What you are asked to do: Make an exact copy of every entry, from the first line to the last.

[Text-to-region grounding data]
● ● ● ● ● ● ●

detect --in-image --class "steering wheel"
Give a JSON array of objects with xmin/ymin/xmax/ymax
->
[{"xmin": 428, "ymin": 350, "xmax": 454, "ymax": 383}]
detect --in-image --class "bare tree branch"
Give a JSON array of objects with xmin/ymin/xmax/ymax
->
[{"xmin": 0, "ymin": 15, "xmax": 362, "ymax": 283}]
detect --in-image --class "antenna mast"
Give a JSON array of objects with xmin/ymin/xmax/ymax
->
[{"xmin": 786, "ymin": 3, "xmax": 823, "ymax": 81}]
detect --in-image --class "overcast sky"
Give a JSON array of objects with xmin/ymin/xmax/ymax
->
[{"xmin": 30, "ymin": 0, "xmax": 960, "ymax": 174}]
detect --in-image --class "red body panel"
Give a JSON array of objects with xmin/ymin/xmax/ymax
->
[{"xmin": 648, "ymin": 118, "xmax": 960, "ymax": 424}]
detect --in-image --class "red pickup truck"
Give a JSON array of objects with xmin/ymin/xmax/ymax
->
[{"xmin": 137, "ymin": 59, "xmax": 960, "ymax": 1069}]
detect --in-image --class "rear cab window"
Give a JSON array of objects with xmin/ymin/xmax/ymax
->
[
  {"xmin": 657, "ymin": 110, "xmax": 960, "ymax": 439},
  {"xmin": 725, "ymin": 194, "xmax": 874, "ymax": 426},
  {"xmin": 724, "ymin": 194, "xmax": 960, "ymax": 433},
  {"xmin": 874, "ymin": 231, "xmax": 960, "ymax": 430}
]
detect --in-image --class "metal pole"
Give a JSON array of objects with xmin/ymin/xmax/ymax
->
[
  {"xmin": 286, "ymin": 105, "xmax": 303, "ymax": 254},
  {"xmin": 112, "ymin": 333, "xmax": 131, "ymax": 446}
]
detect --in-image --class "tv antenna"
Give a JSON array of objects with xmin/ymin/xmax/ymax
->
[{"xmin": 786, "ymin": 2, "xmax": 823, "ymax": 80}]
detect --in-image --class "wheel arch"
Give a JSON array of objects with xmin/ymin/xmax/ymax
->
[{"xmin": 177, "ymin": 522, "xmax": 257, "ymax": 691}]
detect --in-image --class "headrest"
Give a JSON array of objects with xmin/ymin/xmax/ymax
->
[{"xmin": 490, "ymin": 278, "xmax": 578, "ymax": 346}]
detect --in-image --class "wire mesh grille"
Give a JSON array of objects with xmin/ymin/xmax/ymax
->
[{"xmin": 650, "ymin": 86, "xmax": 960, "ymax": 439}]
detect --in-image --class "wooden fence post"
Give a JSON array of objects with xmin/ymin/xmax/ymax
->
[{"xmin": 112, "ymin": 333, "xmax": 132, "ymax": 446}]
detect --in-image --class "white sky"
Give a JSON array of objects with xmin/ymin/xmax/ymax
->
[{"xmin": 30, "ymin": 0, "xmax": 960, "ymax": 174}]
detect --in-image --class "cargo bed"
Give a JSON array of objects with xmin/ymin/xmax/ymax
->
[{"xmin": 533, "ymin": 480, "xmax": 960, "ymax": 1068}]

● ● ● ● ● ● ●

Output:
detect --in-image --class "steering wheel"
Give a JSON array of objects with xmin/ymin/xmax/ymax
->
[{"xmin": 428, "ymin": 350, "xmax": 454, "ymax": 383}]
detect --in-image --class "bare tree branch"
Give a JSON array of objects with xmin/ymin/xmax/ymax
->
[{"xmin": 0, "ymin": 15, "xmax": 362, "ymax": 283}]
detect --in-image --class "antenna mast"
Give a JSON array of objects with xmin/ymin/xmax/ymax
->
[{"xmin": 786, "ymin": 3, "xmax": 823, "ymax": 81}]
detect --in-image --class "overcast sky"
Give a JSON array of objects with xmin/ymin/xmax/ymax
->
[{"xmin": 30, "ymin": 0, "xmax": 960, "ymax": 174}]
detect --in-image --class "red body panel"
Give a JSON array of objects with xmin/ymin/xmax/ymax
->
[{"xmin": 648, "ymin": 118, "xmax": 960, "ymax": 424}]
detect --in-image --class "red pickup truck"
Give a JSON array of objects with xmin/ymin/xmax/ymax
->
[{"xmin": 137, "ymin": 59, "xmax": 960, "ymax": 1069}]
detect --in-image --class "rear cab window"
Give a JSON array of objects with xmin/ymin/xmax/ymax
->
[
  {"xmin": 657, "ymin": 110, "xmax": 960, "ymax": 439},
  {"xmin": 725, "ymin": 194, "xmax": 874, "ymax": 426},
  {"xmin": 724, "ymin": 194, "xmax": 960, "ymax": 433},
  {"xmin": 874, "ymin": 231, "xmax": 960, "ymax": 430}
]
detect --in-image --class "metal pole"
Give a JSON array of objects with xmin/ymin/xmax/ymax
->
[
  {"xmin": 286, "ymin": 105, "xmax": 303, "ymax": 254},
  {"xmin": 112, "ymin": 333, "xmax": 131, "ymax": 446}
]
detect --in-image --class "tv antenna"
Give a JSON array of objects with xmin/ymin/xmax/ymax
->
[{"xmin": 786, "ymin": 2, "xmax": 823, "ymax": 80}]
detect --in-image --class "wheel arch"
Give a JSON array of objects with xmin/ymin/xmax/ymax
->
[{"xmin": 177, "ymin": 522, "xmax": 257, "ymax": 691}]
detect --in-image --class "headrest"
Give a JSON array of objects with xmin/ymin/xmax/ymax
->
[{"xmin": 490, "ymin": 278, "xmax": 578, "ymax": 346}]
detect --in-image --class "wire mesh grille"
Give a JSON array of objects with xmin/ymin/xmax/ymax
->
[{"xmin": 650, "ymin": 86, "xmax": 960, "ymax": 439}]
detect --in-image --class "wooden fence post"
Give a JSON array of objects with xmin/ymin/xmax/ymax
->
[{"xmin": 112, "ymin": 333, "xmax": 132, "ymax": 446}]
detect --in-image --class "white sky"
Give a JSON array of objects with xmin/ymin/xmax/ymax
->
[{"xmin": 30, "ymin": 0, "xmax": 960, "ymax": 174}]
detect --in-image --class "cargo bed"
Give a JSON array of objects with xmin/ymin/xmax/ymax
->
[{"xmin": 533, "ymin": 480, "xmax": 960, "ymax": 1068}]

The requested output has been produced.